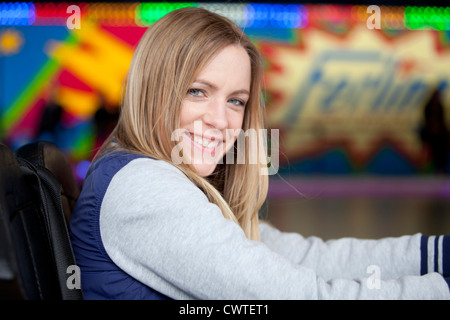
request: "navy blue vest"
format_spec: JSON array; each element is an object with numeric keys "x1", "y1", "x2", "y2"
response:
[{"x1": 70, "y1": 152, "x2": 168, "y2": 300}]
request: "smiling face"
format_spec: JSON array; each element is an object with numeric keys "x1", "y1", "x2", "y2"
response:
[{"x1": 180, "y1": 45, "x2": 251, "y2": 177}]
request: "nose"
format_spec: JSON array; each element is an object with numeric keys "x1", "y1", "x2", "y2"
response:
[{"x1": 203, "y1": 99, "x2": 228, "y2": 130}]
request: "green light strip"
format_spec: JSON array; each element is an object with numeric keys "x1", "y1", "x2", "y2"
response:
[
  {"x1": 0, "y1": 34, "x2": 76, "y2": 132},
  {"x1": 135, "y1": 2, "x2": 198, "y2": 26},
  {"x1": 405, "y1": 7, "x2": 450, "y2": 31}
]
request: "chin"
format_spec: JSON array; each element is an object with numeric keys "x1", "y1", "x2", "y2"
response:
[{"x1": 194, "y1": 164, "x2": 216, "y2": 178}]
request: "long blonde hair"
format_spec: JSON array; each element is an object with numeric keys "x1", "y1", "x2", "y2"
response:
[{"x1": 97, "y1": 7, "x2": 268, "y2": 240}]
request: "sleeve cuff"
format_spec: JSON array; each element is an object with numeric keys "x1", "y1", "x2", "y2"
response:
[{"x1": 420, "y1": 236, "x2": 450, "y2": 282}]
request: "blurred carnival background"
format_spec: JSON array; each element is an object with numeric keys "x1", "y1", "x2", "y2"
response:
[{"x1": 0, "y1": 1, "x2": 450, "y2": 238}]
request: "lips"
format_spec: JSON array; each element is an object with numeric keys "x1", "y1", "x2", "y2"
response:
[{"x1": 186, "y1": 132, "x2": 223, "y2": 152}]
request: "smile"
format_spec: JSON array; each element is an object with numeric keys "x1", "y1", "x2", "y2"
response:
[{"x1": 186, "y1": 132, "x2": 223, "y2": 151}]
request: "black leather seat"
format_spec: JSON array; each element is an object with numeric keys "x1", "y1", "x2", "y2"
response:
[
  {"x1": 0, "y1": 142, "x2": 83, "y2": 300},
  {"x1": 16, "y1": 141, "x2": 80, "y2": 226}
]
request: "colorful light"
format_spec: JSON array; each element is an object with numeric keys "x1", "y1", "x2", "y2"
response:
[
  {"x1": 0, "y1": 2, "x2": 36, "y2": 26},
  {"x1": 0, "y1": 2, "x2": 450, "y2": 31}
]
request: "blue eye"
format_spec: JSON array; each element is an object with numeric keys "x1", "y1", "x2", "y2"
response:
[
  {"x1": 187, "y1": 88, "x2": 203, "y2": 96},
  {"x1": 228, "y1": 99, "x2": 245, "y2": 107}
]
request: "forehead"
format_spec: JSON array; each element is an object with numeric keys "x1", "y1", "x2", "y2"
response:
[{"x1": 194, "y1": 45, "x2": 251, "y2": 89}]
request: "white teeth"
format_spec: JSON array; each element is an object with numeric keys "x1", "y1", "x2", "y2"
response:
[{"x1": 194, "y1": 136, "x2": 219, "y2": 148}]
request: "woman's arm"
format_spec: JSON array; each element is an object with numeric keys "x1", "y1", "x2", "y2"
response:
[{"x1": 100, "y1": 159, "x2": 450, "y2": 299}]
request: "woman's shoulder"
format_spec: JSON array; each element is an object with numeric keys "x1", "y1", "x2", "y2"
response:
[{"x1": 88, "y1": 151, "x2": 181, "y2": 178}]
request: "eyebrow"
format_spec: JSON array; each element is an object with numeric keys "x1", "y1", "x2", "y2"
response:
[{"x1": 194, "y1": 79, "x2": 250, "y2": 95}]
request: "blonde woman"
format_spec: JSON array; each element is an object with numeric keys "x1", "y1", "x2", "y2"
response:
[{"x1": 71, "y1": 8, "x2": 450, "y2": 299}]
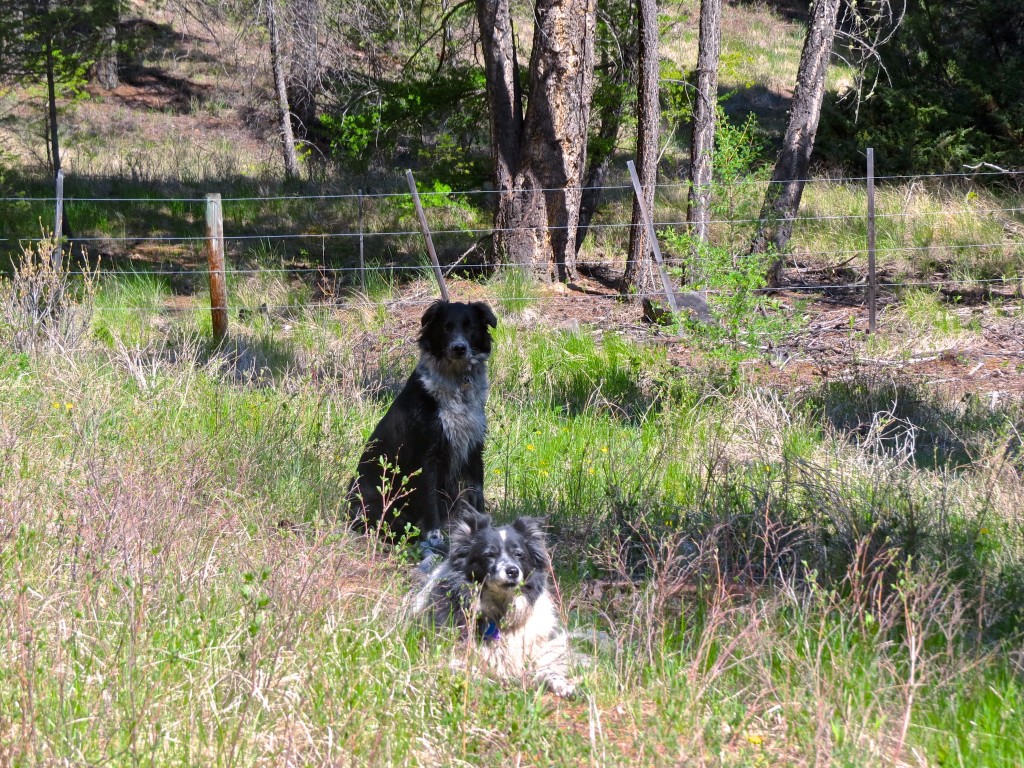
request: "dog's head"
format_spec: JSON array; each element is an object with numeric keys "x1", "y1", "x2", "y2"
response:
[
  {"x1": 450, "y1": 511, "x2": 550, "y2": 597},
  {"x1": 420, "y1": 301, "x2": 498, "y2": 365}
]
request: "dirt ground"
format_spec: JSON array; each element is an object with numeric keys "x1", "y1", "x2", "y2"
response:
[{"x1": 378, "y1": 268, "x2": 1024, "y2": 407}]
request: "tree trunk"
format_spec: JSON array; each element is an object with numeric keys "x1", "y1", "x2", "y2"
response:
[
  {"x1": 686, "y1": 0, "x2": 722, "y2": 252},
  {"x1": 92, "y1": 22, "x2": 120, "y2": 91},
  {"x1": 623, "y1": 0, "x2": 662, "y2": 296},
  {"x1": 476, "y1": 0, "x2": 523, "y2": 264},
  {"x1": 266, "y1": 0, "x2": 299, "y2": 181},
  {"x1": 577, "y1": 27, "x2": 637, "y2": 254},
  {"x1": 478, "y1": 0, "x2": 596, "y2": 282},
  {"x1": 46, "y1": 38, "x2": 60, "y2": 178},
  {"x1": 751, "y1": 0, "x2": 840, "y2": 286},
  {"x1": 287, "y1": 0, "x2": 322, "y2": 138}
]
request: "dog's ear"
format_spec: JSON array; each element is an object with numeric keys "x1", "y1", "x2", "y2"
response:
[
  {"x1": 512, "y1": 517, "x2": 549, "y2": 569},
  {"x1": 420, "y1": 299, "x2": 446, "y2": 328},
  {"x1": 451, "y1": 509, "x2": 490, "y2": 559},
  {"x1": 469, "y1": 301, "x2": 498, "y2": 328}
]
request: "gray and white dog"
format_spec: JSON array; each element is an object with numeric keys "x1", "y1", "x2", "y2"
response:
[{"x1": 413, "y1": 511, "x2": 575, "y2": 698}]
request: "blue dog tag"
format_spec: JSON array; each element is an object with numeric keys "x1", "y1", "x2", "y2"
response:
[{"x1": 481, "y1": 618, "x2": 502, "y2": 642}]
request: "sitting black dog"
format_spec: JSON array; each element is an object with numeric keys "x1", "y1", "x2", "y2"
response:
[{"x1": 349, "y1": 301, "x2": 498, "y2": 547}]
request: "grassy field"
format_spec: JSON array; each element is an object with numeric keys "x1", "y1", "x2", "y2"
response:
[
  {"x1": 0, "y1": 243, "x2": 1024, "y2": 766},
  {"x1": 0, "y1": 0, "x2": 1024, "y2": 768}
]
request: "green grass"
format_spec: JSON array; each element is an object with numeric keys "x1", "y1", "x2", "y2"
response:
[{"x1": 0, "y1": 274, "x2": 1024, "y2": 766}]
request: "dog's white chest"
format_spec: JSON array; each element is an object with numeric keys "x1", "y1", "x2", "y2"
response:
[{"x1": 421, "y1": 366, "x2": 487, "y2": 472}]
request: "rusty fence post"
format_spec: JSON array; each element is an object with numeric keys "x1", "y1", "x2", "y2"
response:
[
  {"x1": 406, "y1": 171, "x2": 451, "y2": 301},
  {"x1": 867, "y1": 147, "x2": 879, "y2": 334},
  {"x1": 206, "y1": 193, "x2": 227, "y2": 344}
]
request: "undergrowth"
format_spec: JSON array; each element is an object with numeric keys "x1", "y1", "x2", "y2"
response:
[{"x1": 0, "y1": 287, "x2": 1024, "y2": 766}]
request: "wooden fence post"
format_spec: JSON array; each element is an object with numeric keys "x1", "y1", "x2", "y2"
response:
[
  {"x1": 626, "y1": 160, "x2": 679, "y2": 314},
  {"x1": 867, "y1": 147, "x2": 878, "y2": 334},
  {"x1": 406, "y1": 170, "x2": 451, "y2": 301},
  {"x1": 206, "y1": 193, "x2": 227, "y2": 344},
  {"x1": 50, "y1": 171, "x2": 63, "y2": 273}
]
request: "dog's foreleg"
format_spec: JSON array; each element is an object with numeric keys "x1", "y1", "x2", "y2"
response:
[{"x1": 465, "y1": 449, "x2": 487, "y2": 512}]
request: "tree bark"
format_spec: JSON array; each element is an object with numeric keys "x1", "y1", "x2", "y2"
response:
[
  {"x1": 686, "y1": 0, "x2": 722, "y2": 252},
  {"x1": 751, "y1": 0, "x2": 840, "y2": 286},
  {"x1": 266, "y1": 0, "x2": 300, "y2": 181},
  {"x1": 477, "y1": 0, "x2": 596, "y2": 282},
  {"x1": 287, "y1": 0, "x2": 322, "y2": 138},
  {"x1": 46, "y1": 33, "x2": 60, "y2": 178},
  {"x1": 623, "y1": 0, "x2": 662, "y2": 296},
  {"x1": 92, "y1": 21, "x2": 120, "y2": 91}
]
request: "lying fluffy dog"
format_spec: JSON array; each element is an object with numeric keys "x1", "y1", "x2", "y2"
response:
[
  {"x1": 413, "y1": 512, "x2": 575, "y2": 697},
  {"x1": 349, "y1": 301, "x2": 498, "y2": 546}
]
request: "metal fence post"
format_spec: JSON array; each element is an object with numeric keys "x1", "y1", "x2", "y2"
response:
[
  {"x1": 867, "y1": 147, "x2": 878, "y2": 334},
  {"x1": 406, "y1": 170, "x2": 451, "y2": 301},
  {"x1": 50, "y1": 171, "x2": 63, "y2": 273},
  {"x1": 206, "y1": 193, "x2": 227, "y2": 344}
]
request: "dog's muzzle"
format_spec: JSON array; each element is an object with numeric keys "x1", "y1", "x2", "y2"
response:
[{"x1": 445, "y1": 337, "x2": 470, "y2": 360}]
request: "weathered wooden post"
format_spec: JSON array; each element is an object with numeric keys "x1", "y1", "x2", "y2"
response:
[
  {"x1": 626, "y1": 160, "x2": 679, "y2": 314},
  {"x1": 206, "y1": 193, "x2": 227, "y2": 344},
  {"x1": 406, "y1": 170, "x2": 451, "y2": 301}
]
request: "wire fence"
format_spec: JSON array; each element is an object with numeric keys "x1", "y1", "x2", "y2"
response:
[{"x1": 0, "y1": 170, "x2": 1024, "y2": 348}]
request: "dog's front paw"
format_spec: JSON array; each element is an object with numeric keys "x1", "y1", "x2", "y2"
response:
--------------------------------
Task goal —
How many lines of the rows above contain the string "wooden"? Case counts, and give only the number.

Worked answer —
2